### Written task:
Count the lines in the records below that contain the string "black". Give only the number.
::: Supplied data :::
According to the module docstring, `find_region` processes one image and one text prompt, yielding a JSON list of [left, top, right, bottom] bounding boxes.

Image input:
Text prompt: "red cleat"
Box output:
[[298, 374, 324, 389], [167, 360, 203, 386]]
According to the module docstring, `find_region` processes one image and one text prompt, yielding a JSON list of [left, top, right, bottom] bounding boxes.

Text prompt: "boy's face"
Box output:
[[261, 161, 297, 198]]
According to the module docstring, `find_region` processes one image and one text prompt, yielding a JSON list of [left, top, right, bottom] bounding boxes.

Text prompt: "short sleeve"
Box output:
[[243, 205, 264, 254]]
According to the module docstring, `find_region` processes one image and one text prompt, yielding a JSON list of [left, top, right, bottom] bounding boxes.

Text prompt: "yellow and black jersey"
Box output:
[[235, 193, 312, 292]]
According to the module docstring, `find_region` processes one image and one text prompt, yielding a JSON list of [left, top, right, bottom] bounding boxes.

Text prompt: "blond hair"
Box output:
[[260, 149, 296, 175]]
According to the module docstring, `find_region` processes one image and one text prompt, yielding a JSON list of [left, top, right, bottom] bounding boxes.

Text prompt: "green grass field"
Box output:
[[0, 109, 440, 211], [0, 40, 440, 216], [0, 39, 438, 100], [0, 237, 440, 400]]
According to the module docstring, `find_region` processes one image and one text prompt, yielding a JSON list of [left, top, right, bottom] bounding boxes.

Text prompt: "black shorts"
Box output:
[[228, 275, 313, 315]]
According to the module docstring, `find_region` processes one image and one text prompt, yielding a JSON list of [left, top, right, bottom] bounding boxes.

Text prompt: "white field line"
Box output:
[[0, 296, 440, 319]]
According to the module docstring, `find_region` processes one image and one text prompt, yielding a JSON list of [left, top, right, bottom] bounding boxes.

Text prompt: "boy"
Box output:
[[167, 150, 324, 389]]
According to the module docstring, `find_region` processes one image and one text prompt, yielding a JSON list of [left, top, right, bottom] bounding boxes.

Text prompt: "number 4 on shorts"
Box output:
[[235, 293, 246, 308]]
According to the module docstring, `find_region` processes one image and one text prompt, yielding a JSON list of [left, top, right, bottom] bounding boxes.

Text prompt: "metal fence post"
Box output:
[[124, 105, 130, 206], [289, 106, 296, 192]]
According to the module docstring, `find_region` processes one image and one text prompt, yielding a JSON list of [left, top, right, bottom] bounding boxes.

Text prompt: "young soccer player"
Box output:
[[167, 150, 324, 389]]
:::
### Final result:
2